### [The exercise]
Produce the listing below again, exactly as shown.

### [Data]
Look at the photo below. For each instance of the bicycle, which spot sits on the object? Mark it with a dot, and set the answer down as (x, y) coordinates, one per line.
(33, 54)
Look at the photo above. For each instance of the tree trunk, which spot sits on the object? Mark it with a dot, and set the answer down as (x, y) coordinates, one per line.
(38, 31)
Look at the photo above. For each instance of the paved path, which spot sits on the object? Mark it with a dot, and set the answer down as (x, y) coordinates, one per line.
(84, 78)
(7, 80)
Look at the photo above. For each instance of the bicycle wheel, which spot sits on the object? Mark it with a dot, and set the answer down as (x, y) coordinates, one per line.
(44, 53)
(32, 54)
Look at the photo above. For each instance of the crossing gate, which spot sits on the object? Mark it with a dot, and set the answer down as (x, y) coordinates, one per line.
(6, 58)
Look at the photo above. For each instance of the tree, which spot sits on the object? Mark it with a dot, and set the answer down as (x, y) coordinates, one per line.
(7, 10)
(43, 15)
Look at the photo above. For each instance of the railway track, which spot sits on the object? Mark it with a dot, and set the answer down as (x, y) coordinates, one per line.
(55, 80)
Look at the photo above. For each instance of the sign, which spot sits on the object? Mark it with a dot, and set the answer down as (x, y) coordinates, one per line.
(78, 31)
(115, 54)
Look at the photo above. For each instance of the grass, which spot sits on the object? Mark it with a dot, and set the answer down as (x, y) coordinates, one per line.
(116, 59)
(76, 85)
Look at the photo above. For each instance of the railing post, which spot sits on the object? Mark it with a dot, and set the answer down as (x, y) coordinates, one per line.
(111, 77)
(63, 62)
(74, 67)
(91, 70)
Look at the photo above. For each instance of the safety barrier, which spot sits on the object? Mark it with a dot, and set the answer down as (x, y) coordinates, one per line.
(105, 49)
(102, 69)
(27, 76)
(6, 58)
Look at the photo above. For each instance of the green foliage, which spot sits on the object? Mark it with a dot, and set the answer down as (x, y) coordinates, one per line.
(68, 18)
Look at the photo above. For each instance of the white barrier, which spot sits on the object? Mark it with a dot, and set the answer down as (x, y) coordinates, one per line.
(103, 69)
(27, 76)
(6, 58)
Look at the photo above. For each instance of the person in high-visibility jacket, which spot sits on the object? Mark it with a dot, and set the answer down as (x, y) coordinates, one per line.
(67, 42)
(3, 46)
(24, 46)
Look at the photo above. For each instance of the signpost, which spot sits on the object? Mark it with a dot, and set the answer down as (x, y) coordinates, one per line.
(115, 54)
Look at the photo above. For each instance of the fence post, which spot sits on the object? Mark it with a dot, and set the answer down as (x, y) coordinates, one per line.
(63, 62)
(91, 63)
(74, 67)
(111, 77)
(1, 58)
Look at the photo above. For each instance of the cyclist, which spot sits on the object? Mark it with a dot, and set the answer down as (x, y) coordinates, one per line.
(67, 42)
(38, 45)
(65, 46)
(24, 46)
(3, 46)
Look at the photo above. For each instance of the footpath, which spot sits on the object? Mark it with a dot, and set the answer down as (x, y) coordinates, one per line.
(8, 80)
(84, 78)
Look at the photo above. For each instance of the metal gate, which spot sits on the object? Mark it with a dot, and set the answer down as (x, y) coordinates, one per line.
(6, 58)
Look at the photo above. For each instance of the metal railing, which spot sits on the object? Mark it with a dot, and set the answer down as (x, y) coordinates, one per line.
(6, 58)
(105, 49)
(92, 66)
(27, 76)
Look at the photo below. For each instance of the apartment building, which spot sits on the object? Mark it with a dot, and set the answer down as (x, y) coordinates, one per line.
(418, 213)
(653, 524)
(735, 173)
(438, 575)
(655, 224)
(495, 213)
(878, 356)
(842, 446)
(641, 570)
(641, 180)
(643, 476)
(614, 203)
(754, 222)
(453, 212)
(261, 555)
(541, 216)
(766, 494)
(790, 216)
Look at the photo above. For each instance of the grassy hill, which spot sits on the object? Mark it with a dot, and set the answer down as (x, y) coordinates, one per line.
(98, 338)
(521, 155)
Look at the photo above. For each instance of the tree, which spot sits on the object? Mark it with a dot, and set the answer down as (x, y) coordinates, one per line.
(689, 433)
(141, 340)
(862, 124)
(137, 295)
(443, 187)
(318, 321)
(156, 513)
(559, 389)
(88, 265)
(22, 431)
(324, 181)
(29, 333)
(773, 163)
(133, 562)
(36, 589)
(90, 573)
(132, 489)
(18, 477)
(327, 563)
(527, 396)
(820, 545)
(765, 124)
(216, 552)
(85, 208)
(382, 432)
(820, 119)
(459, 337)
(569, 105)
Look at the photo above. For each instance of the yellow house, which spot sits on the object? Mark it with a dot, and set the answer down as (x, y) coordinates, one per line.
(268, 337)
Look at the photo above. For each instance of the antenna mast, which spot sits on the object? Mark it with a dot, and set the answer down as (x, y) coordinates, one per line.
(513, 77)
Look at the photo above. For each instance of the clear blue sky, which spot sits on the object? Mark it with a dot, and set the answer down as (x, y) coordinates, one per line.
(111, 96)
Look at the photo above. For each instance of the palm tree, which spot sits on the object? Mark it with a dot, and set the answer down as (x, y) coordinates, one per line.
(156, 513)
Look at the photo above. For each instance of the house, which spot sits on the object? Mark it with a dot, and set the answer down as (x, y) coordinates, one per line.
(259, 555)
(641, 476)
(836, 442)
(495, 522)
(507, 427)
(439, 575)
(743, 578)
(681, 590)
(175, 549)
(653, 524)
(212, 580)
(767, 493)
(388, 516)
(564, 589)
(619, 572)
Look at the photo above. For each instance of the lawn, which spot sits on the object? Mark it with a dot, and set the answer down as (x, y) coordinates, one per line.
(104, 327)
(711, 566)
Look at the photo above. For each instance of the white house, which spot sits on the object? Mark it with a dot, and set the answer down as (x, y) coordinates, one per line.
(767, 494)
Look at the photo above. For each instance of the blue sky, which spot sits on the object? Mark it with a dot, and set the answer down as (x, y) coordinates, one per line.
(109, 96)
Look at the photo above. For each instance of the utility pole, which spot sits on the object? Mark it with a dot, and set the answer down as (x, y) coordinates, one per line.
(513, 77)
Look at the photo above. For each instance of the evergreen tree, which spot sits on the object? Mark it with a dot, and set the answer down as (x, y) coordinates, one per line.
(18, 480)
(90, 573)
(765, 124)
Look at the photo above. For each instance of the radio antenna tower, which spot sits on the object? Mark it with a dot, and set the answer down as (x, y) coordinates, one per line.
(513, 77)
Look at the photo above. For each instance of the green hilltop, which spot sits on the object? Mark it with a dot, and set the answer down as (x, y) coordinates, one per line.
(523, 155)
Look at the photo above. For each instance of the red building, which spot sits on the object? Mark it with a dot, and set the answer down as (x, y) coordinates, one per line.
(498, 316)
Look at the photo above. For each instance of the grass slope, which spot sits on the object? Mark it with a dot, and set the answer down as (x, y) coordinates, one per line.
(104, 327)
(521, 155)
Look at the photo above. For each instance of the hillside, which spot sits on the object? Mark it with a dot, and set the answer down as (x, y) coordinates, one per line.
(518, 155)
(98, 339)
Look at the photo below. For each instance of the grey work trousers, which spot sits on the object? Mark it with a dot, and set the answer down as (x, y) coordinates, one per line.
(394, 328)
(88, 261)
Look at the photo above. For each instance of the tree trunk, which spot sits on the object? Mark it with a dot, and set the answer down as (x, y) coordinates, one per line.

### [The output]
Look at the photo below. For each instance of the bicycle, which spot sits on the object? Mark it with a dot, and set the answer down as (x, y) coordinates, one per line.
(33, 54)
Look at the photo above. For each instance of the tree trunk, which spot sits on the object? Mark it with a dot, and set the answer down as (x, y) coordinates, one per line.
(38, 31)
Look at the photo above. For each instance of the paved path, which spot sits on the object? Mark it with a dot, and set the answer down as (x, y) coordinates, one per line.
(84, 78)
(7, 80)
Look at the photo above. For each instance of the bicycle wheel, which spot sits on the object? Mark it with a dot, and set the answer down as (x, y) coordinates, one per line.
(44, 53)
(32, 54)
Look at the photo above. For each instance of the crossing gate, which spot sits on the object? Mark it with a dot, and set the answer down as (x, y) coordinates, one per line.
(6, 58)
Look at the photo above. For each instance of the tree, which spot sits on the object? Mark it with a dot, and set the answer down as (x, y) coordinates, one per line.
(7, 10)
(43, 15)
Look at the photo above. For each instance of the railway track, which spot sits on the object? Mark it with a dot, and set the answer down as (x, y) coordinates, one per line.
(55, 80)
Look at the photo above. For each instance of the sign, which spot sits on the object? Mark it with a dot, and set the answer down as (x, y) coordinates, one per line.
(78, 31)
(115, 54)
Look at the photo above. For each instance of the grass, which spot sits on the object? Mark it with a dot, and set the answer down as (x, y) coordinates, one per line.
(116, 59)
(76, 85)
Look at the photo above. For each instance of the railing post, which spot sits on the object? Mark it with a dot, and set the answer down as (x, y) coordinates, one per line.
(111, 77)
(63, 62)
(74, 67)
(91, 70)
Look at the photo above. For each instance of the safety barrier, which spot sits on the object? Mark it with a dot, and set the answer down as (x, y) coordinates, one per line.
(105, 49)
(102, 69)
(27, 76)
(6, 58)
Look at the photo above. For each instance of the green foliage, which spot sits on the object? Mark it with a dot, and set the answer down as (x, y) coordinates, one per line.
(68, 18)
Look at the photo above. For each instance of the white barrier, which spot sits on the object? Mark it with a dot, and set the answer down as (x, y) coordinates, one per line.
(103, 69)
(27, 76)
(6, 58)
Look at the photo above. For each instance of the person in high-visibility jacket, which spot sits on the object? Mark it with a dot, and set the answer down as (x, y) coordinates, one per line.
(67, 42)
(3, 46)
(24, 46)
Look at the photo above. For each instance of the signpost, which spot sits on the object? Mark it with a dot, and set the answer down as (x, y) coordinates, one per line.
(115, 54)
Look at the photo above. For each instance of the fence post, which spot sits on the object? Mark it with a dot, and set the answer down as (x, y) coordinates, one per line.
(63, 62)
(91, 63)
(74, 67)
(111, 77)
(1, 58)
Look at the photo above. For each instance of the cyclist, which spot sits on the object? Mark it with a dot, and set the answer down as (x, y) coordinates, one per line.
(67, 42)
(38, 45)
(65, 46)
(24, 46)
(3, 46)
Look at the photo above. For each instance of the footpath, which spot sits on the object? Mark it with a dot, and set the answer down as (x, y) coordinates, one per line.
(8, 80)
(84, 78)
Look at the photo above. For each instance of the metal gate, which spot sits on the object? Mark it with a dot, and set the answer down as (x, y) coordinates, one per line.
(6, 58)
Look at the photo above. For each instance of the metal railing, which spot sits on the object? Mark it with a dot, and set the answer down as (x, y) coordinates, one per line.
(6, 58)
(105, 49)
(92, 66)
(27, 76)
Look at the photo below. For each instance of the apartment building, which spot sits on the object? Mark it with a dot, and set the answer down as (x, y) coordinates, one per line.
(418, 213)
(653, 524)
(735, 173)
(438, 575)
(655, 224)
(495, 213)
(878, 356)
(842, 446)
(641, 570)
(641, 180)
(643, 476)
(614, 203)
(754, 222)
(453, 212)
(261, 555)
(541, 216)
(766, 494)
(790, 216)
Look at the photo above. For each instance of the grassy hill, which spot sits on the object? Mark it with a dot, and set the answer down as (x, y) coordinates, one per line.
(98, 338)
(521, 155)
Look at the photo above. For each instance of the tree, which spot sits on the object? Mark it with a dot, and set the answer down as (x, y) coordinates, one per line.
(689, 433)
(141, 340)
(862, 124)
(137, 295)
(443, 187)
(318, 321)
(156, 513)
(559, 389)
(88, 265)
(22, 431)
(324, 181)
(29, 333)
(773, 163)
(133, 562)
(36, 589)
(90, 573)
(132, 489)
(18, 477)
(327, 563)
(527, 396)
(820, 545)
(765, 124)
(216, 552)
(85, 208)
(382, 432)
(820, 119)
(459, 337)
(569, 105)
Look at the photo above. For each instance of the yellow house, which spot sits on the object? Mark it with a dot, and set the answer down as (x, y) coordinates, one per line.
(268, 337)
Look at the photo above. For each instance of the antenna mast, which spot sits on the object? Mark it with a dot, and set the answer down as (x, y) coordinates, one per line.
(513, 77)
Look at the photo above. For each instance of the clear blue sky, which spot sits on the object? Mark it with a dot, and set the answer down as (x, y) coordinates, one per line.
(111, 96)
Look at the photo above. For each instance of the palm tree, which spot sits on the object? Mark it with a dot, and set the answer down as (x, y) coordinates, one per line.
(156, 513)
Look at the photo above. For each instance of the house, which spot sits on the object? Mark it with a dot, and set the answer down as (x, y) coordinates, one per line.
(259, 555)
(641, 476)
(836, 442)
(495, 522)
(507, 427)
(439, 575)
(743, 578)
(681, 590)
(175, 549)
(653, 524)
(212, 580)
(767, 493)
(388, 516)
(564, 589)
(619, 572)
Look at the photo above. For each instance of the lawn, which spot sits on the object? Mark it with a dot, and set the answer down as (x, y) coordinates, one per line.
(104, 327)
(711, 566)
Look at the photo above. For each instance of the white house, which spot sits on the object? Mark it with a dot, and set the answer down as (x, y) coordinates, one per line.
(767, 494)
Look at the photo above. For each instance of the blue sky, which spot sits on the object? Mark it with a dot, and set the answer down as (x, y) coordinates, one per line.
(109, 96)
Look at the photo above. For each instance of the utility pole, which spot sits on the object? Mark it with a dot, and set the answer down as (x, y) coordinates, one per line.
(513, 77)
Look at the photo above. For each instance of the evergreen tree, which spot sits on the object? Mark it with a dot, and set the answer down as (x, y) coordinates, one per line.
(18, 480)
(90, 573)
(765, 124)
Look at the photo above. For each instance of the radio antenna tower, which spot sits on the object? Mark it with a dot, and set the answer down as (x, y) coordinates, one per line.
(513, 77)
Look at the photo above. For each instance of the green hilltop, which spot sits on the object? Mark it with a dot, and set the answer down as (x, y) coordinates, one per line.
(523, 155)
Look at the photo above. For each instance of the red building, which spot sits on the object? Mark it with a dot, and set the answer down as (x, y) coordinates, one per line.
(498, 316)
Look at the photo above. For each instance of the grass slope, which spot sits on the object? Mark it with a dot, and set the answer down as (x, y) coordinates, one per line.
(104, 327)
(521, 155)
Look at the photo above. For each instance of the hillside, which spot sits on the object? Mark it with a dot, and set the answer down as (x, y) coordinates, one per line.
(518, 155)
(98, 339)
Look at the photo below. For each instance of the grey work trousers, which spot sits on the object? Mark it with a dot, and set the answer down as (x, y) coordinates, one per line.
(394, 328)
(88, 261)
Look at the photo above. For each instance of the tree trunk, which spot sits on the object? Mark it with a dot, and set the answer down as (x, y) coordinates, one per line.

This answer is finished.